I then thought that I had better look round myself and see whether there were any grievances under which women suffered which could not be put an end to by Act of Parliament. I had facilities in the matter, and was able to employ a man used to interviewing people. He saw some of the leaders of this movement, and drew up a report which I have in my possession. It is a very interesting report from their point of view, but I will not trouble your Lordships by reading anything from it. I will merely say that there were four heads on which these ladies wanted legislation. Two of them I considered quite unsuitable for legislation; the third was one of which I could not approve, and even if legislation was brought in I could not support it; but the fourth was the subject of affiliation orders, and that appeared to me to be a matter which might be very usefully taken up. I therefore made inquiries with the object of drawing up a Bill, but I soon found that a Bill had already been introduced in another place by Captain Jessel and had been read a first time and printed. The Bill to which I am asking your Lordships to give a Second Reading this evening is practically the same Bill. It is Captain Jessel's Bill with the exception of one or two amendments, to which he agrees. Captain Jessel has devoted a great amount of trouble to the drawing up of this Bill, and if it should be fortunate enough to pass into law it is to him and his friends that every credit must be given. I have said a good deal by way of introduction. I will now come to the provisions of the Bill, an explanation of which will be found in the Memorandum prefaced to the Bill.

I cannot pretend that this Bill carries out the whole of the recommendations which were made by the Select Committee which sat in 1909. To carry out those recommendations would entail a very large Bill. At the same time this Bill will carry out two of their recommendations—namely, the one on page 3 in which they recommend that money paid under a bastardy order by a putative father to the mother of an illegitimate child should be paid through the agency of a third person, and the recommendation lower down that the process should be facilitated by which mothers, guardians, and other persons may recover from the male parent the expenses which they have incurred in connection with the birth or maintenance of the child.

The question may be asked whether this Bill is really needed. I say distinctly that it is, because the law in this matter is very defective. An unmarried woman having secured an affiliation order has to collect the money herself weekly, and if the man fails to pay the only remedy she has is to bring him up a second time before the justices. And it is found in practice that affiliation orders frequently become ineffective because of the unwillingness or inability of the mother to make continual appearances before the magistrates. But even in the cases where the mother does bring the man again before the Court the justices have no power to make him pay; the only means they have of punishment is to send him to prison. That course fails because the woman is thus left still more destitute, much to the detriment of the health of the child. I submit therefore that in many cases the law becomes a dead letter.

I am not going to harrow the feelings of your Lordships by dreadful accounts of poor young mothers who stand waiting outside factory gates on pay day in order to collect the half-crown, or whatever it may be, due to them. I could bring forward many instances. It is, however, unnecessary to do so, as I am sure your Lordships will be able to consider the matter from a purely logical standpoint. I should wish first to convince your Lordships of the justice of the Bill. In the first place I may say that it inflicts no injustice upon men. Affiliation orders are not easily obtained. Magistrates are always most careful before an affiliation order is granted, and if there is any flaw in the evidence the decision generally goes against the woman. Out of 139 cases reported in 1912, not counting those which had been settled out of Court, only 24 affiliation orders were granted. Statistics as to non-payment under the present law are very difficult to get at, but it is well known that payments under affiliation orders tend to decrease and become very irregular and gradually cease altogether. The only figures that I can give are these. Of eleven cases that have been brought to my notice where men were paying money regularly under affiliation orders up to last February, five have already either discontinued to make the payments or have made them so irregularly and of such varying amounts that one can only suspect that the payments will very soon entirely cease.

▸ PROVIDED DATA:
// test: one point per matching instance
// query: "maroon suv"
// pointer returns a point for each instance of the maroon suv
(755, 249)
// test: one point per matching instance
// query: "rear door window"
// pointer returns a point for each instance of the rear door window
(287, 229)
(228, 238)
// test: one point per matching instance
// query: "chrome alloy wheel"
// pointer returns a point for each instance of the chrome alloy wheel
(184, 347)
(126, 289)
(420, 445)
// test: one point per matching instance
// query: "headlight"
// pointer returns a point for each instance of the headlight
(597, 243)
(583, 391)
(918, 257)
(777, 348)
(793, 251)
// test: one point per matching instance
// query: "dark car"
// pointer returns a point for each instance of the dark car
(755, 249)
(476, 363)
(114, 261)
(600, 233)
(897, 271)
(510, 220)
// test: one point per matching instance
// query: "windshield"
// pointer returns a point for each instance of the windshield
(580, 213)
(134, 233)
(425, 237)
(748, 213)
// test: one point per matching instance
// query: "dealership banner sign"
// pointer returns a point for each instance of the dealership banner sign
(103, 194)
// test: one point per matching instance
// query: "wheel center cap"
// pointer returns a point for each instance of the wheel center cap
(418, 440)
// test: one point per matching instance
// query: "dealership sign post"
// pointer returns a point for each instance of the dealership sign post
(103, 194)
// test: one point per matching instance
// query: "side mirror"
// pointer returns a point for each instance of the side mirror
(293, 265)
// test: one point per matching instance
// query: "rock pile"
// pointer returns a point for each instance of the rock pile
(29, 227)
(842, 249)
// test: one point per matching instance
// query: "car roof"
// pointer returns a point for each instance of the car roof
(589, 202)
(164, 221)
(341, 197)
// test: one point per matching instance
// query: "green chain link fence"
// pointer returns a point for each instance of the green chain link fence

▸ BRIEF: Pick up the House of Lords speech on affiliation orders right after its last sentence and carry it on.

▸ EXERCISE RESULT:
I do not think I need dilate on the procedure of the Courts, because nearly all your Lordships are justices of the peace and will have had experience of the great difficulties which exist in securing affiliation orders. There is, in the first place, the difficulty of providing the money necessary to secure 'the issue of the summons, and when the summons has been issued very likely the man has already changed his address or left the country. Even if the necessary money should be provided for the mother through some charitable person or institution and she obtains an affiliation order, there is no machinery at present for enforcing the payments under the order. The question arises how can payment be enforced? It is obvious that if the man is asked by the woman herself to pay the money he would not be nearly so likely to agree to do so as if the demand was made by a policeman or some officer of the Court. Therefore I venture to think that the proposal in this Bill that there shall be appointed for each magistrate's Court an officer of the Court (who may be either an officer specially appointed for the purpose or an existing officer of the Court) to act as collecting officer of the payments under an affiliation order, and to pass them on to the mother or to such other person as is entitled under the order to receive them, will be a really effective remedy in this case.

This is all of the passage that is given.